Directions for this task → Return the records below from the line containing "Each instance of the blank" onward, exactly, through and including the last line.

====== Material shown ======

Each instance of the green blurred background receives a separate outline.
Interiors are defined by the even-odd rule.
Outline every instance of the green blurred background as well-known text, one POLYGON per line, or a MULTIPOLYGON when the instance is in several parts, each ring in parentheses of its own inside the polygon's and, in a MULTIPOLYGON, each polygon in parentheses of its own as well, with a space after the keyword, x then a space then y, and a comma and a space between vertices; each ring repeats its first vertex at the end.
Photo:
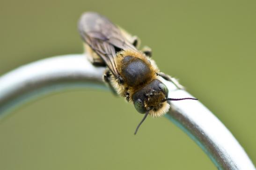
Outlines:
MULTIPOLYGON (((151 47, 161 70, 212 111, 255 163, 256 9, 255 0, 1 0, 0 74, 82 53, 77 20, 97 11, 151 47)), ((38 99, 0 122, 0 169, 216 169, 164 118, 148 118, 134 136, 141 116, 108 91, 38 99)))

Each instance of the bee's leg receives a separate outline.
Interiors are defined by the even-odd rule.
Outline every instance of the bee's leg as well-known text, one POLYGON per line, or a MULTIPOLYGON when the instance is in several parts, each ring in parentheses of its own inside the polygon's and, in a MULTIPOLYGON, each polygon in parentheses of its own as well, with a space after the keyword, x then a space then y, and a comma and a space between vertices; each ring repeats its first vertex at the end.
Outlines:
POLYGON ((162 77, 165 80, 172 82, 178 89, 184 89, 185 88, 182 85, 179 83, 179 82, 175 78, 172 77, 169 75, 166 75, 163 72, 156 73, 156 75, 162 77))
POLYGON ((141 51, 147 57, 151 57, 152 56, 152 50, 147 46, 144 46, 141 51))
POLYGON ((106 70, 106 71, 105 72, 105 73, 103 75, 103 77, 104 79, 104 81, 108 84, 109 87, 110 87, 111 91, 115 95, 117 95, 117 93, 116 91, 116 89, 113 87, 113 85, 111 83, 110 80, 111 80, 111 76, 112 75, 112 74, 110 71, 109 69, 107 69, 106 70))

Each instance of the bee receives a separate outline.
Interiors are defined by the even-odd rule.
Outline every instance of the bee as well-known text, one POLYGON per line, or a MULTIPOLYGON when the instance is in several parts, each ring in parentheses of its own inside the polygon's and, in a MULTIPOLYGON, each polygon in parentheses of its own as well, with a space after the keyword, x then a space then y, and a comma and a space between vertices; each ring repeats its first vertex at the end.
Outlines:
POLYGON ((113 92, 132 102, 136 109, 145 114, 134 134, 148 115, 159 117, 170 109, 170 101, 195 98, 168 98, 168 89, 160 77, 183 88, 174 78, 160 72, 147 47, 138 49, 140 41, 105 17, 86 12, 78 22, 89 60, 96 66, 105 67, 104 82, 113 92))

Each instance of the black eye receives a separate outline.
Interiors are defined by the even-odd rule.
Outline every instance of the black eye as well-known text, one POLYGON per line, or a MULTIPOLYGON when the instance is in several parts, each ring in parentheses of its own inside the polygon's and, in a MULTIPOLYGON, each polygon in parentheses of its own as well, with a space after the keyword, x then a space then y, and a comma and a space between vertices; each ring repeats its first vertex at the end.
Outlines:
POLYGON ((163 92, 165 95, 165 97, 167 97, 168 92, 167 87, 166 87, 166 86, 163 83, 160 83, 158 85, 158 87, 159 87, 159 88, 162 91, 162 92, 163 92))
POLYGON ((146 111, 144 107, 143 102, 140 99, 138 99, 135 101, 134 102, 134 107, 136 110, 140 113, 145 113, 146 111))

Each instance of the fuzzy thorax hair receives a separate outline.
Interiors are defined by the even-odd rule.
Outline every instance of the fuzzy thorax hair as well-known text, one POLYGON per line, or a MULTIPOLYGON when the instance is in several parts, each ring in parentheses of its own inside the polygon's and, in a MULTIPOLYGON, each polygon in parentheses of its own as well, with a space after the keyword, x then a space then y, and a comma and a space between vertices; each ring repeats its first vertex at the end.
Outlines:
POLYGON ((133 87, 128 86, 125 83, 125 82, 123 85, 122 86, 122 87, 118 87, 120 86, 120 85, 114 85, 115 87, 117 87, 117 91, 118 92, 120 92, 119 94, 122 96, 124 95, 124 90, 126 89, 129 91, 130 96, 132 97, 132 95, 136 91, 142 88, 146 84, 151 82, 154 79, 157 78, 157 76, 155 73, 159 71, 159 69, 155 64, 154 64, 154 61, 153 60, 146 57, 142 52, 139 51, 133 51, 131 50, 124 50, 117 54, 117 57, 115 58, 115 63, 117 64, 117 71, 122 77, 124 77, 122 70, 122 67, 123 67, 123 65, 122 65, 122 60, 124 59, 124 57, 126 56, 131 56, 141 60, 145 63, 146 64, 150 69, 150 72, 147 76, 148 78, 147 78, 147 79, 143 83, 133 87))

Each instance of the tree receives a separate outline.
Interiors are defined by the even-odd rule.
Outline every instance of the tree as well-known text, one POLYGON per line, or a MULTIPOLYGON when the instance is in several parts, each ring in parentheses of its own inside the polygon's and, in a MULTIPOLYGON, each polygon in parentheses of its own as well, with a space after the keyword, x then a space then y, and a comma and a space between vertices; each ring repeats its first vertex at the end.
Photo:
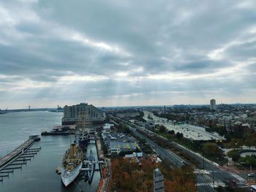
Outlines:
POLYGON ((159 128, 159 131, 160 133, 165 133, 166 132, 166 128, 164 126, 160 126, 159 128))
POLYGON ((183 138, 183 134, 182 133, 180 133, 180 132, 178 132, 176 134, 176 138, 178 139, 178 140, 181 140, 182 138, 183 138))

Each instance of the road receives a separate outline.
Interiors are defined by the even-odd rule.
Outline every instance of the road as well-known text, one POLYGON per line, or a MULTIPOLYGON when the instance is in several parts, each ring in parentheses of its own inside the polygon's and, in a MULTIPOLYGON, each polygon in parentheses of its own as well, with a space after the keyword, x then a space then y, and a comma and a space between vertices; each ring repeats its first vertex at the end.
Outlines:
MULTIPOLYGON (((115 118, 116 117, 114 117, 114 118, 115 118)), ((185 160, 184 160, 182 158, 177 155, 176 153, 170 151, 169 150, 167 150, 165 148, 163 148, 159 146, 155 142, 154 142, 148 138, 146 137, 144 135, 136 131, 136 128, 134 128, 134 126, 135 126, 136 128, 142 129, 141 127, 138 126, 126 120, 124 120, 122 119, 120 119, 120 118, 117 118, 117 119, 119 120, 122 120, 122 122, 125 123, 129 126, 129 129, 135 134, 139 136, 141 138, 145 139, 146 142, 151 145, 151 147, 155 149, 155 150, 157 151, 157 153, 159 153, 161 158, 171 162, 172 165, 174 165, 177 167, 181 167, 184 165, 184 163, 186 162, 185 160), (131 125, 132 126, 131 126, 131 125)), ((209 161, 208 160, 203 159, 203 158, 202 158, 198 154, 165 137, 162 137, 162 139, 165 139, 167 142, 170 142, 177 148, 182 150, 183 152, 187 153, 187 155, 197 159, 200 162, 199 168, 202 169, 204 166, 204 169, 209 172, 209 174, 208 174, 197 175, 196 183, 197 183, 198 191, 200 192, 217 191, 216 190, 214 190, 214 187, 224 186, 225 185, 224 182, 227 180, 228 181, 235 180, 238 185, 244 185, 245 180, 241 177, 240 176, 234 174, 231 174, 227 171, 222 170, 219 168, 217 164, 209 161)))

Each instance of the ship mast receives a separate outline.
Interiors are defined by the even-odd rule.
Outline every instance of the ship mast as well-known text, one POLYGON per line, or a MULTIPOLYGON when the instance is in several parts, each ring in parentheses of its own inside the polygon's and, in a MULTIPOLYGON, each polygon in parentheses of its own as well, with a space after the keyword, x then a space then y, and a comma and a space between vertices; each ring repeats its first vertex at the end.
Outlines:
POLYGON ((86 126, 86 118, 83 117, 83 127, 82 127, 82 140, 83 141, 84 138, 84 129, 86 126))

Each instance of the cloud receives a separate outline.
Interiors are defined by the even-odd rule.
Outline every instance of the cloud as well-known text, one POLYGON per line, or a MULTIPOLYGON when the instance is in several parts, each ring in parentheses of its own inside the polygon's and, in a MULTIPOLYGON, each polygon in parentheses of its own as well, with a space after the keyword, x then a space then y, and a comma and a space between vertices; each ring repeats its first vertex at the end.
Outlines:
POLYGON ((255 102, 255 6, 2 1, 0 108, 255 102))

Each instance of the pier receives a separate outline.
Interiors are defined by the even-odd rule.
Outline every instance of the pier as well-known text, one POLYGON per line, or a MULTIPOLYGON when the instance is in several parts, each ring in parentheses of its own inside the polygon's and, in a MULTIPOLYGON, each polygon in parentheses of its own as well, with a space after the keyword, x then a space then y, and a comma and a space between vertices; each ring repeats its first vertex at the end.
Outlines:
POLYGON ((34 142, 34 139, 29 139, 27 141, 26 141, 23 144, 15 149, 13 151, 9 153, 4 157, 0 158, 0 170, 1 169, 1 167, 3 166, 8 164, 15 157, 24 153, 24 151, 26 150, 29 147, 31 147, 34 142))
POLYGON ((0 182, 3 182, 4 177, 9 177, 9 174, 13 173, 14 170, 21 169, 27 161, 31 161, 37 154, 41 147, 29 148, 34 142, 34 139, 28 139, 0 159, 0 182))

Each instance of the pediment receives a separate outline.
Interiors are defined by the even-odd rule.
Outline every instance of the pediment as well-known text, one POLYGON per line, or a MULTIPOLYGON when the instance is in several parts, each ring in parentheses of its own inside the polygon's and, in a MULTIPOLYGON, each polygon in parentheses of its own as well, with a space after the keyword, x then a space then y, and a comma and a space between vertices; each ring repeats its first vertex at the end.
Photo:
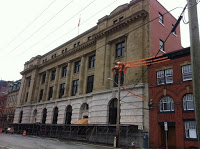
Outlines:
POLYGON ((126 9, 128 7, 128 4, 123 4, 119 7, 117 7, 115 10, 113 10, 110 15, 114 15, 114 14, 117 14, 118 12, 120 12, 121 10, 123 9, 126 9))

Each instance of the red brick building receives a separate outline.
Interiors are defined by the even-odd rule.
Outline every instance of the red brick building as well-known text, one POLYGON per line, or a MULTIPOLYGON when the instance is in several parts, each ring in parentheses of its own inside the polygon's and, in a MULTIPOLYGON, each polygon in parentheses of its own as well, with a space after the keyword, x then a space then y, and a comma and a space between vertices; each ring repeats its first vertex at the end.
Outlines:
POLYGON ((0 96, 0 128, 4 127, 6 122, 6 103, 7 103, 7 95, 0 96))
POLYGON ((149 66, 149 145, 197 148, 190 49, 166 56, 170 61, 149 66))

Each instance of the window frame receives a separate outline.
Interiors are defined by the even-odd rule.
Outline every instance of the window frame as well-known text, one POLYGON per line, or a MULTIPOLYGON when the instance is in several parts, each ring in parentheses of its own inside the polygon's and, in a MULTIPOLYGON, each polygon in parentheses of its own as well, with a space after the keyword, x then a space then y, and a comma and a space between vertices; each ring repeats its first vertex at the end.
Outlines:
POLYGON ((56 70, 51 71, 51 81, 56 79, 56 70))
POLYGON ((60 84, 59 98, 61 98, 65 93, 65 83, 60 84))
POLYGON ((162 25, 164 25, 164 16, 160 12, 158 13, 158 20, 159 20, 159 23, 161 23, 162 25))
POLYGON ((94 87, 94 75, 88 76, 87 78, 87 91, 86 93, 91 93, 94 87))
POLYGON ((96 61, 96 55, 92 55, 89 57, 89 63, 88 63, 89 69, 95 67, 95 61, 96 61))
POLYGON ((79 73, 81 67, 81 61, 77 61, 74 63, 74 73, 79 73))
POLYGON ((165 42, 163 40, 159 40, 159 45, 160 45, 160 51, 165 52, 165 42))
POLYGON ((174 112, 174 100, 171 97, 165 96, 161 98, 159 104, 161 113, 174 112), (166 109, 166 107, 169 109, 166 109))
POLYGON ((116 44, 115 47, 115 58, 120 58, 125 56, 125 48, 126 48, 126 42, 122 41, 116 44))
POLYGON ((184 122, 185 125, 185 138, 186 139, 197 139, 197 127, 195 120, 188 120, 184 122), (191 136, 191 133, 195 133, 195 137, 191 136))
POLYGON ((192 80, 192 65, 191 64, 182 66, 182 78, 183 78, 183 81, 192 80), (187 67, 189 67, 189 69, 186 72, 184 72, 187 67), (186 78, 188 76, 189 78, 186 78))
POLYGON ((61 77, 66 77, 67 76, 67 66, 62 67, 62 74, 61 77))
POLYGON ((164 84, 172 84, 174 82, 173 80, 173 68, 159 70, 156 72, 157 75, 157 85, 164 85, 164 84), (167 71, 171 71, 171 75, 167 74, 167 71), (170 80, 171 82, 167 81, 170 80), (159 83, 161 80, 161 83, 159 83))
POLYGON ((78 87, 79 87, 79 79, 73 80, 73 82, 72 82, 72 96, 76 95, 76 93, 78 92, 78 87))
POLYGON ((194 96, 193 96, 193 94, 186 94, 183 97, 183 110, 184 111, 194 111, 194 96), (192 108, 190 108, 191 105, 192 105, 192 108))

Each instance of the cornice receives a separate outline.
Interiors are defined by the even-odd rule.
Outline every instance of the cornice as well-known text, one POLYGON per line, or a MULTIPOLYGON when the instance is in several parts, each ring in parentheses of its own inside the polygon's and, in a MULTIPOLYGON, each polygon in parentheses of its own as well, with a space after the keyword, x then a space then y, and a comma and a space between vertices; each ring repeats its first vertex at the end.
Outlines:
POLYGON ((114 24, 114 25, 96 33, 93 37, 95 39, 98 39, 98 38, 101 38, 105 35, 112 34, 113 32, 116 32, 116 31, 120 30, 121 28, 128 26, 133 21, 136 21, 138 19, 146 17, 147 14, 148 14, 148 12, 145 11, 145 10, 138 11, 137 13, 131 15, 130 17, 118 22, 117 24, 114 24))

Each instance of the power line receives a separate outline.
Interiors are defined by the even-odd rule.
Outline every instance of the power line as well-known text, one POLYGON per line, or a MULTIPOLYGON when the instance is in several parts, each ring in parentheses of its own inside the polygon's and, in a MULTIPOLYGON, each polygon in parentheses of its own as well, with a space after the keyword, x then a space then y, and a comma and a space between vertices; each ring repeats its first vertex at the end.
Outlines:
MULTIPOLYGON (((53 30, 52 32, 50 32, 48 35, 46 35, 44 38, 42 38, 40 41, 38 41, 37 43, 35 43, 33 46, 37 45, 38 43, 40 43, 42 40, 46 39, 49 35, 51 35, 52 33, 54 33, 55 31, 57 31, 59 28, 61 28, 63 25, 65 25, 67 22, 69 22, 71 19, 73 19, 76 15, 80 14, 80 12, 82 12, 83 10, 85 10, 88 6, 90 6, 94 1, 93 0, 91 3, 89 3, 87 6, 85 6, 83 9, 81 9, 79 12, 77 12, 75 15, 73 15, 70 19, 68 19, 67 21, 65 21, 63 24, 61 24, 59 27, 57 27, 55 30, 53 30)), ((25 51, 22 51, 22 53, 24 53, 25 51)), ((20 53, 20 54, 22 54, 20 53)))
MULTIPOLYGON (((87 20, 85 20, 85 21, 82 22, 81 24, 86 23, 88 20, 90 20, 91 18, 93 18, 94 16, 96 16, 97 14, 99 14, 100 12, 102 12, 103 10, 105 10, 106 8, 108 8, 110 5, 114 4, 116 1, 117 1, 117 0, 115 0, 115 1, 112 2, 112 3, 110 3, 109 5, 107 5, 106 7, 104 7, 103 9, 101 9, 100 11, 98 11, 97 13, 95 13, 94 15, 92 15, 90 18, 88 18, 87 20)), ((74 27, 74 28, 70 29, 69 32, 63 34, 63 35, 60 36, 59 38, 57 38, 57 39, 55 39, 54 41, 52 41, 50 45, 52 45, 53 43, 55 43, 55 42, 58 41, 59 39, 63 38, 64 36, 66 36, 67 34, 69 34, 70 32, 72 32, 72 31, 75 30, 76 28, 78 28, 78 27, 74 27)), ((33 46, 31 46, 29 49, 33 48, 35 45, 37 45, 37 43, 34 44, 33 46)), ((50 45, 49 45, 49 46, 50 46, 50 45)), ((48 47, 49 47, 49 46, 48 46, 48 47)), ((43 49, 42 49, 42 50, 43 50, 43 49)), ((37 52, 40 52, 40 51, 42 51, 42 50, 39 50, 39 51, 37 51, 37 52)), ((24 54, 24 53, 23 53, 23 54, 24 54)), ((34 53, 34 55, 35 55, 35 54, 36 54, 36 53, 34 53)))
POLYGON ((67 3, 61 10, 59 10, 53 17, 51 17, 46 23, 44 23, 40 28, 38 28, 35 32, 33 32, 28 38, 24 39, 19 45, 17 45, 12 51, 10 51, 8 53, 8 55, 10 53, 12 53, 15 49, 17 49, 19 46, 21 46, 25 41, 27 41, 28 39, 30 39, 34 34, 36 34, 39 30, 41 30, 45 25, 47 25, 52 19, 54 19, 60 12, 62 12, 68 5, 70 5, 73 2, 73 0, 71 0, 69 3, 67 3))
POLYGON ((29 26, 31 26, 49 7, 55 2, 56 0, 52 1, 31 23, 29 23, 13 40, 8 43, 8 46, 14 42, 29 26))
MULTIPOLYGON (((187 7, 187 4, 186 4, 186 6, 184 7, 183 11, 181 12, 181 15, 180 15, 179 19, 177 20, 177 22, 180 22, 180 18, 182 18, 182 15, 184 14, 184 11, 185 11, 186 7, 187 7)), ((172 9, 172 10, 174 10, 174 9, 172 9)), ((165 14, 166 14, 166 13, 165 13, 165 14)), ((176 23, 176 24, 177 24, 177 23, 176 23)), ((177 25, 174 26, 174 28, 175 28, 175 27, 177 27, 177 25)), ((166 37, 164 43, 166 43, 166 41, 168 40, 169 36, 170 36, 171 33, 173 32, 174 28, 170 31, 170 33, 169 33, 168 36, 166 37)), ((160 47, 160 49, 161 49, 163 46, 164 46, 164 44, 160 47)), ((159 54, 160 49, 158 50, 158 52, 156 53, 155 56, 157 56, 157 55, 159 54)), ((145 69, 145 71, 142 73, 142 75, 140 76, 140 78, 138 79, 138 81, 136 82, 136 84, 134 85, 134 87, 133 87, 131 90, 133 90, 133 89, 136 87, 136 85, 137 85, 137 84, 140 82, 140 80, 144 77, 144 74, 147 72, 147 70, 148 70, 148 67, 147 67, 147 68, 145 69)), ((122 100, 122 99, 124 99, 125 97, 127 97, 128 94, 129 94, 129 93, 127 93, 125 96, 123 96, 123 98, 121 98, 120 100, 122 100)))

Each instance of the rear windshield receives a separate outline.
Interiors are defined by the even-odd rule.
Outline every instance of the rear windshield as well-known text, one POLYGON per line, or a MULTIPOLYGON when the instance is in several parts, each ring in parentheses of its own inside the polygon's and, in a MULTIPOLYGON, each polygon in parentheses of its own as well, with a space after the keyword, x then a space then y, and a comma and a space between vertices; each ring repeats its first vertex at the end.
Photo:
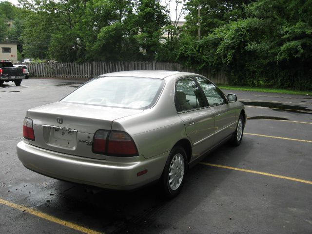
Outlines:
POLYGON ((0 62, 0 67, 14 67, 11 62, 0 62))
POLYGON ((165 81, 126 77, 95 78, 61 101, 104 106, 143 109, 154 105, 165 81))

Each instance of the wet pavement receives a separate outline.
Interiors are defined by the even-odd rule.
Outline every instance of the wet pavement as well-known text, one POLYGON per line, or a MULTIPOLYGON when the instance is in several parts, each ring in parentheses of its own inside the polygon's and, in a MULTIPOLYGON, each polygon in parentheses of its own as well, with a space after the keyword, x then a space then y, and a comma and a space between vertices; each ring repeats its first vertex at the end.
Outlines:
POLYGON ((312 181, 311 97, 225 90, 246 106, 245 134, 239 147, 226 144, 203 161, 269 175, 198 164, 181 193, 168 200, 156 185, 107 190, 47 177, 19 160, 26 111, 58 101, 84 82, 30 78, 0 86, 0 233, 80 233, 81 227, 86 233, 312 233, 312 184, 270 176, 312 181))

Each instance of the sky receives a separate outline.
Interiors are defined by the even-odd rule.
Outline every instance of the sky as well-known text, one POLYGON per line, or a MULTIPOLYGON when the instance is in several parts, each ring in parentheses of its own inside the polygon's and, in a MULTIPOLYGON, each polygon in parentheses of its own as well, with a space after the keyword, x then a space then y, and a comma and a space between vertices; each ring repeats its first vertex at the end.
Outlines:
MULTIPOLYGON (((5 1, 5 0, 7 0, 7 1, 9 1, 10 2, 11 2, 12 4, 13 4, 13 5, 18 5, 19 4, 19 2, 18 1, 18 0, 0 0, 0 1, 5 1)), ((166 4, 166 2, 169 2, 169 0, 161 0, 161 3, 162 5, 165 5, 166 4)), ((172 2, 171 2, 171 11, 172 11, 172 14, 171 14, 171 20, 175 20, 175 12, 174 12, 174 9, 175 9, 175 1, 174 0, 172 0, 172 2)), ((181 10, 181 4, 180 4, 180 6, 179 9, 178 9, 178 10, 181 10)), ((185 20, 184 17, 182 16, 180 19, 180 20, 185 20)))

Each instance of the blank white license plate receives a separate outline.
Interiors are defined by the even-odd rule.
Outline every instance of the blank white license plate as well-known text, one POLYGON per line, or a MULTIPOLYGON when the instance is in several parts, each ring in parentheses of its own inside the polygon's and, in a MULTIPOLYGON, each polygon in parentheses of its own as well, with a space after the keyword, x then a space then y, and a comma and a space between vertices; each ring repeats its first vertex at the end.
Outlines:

======

Solved problem →
Each instance of the blank white license plate receives a separate outline.
Interiors are defined by the even-odd rule.
Outline every instance of the blank white license plate as well-known text, one POLYGON per line, or a MULTIPOLYGON when the instance is in several parts, each ring in parentheses of its own inside the polygon's and, in a MULTIPOLYGON, each polygon in parentheses of its own as well, with a space after the keyword, x then a space then y, and a comma and a space between vertices; each ring repeats its first vertex at the end.
Outlines:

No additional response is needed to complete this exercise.